# Input:
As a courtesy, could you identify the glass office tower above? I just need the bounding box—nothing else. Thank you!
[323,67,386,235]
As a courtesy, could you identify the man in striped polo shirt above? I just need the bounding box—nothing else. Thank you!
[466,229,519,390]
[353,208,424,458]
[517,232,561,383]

* * *

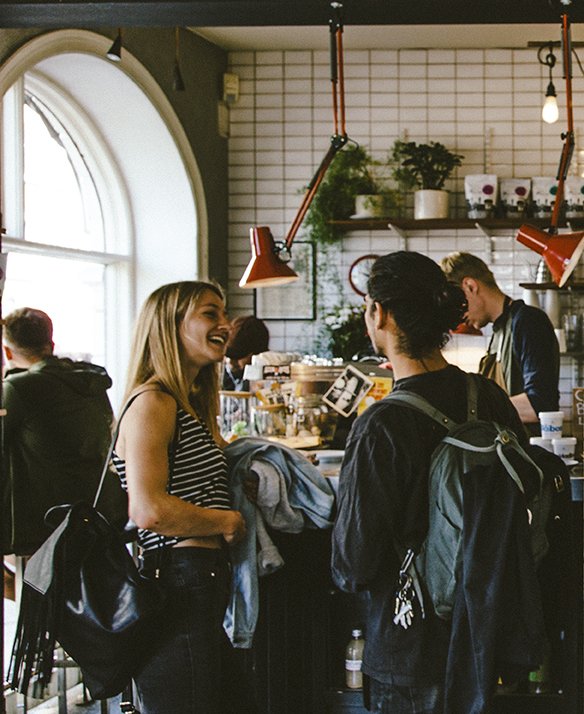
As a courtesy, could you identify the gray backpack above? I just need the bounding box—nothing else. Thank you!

# Goal of the exercise:
Update the rows that start at the line containing "As a courtesy, could you identify the glass" and stop after the line containing "[323,67,386,235]". Replace "office tower" with "skyscraper" and leave everything else as it stands.

# Answer to the exercise:
As a courtesy, could you identify the glass skyscraper above? I just need the bounding box—nothing else. Thank you!
[323,67,386,235]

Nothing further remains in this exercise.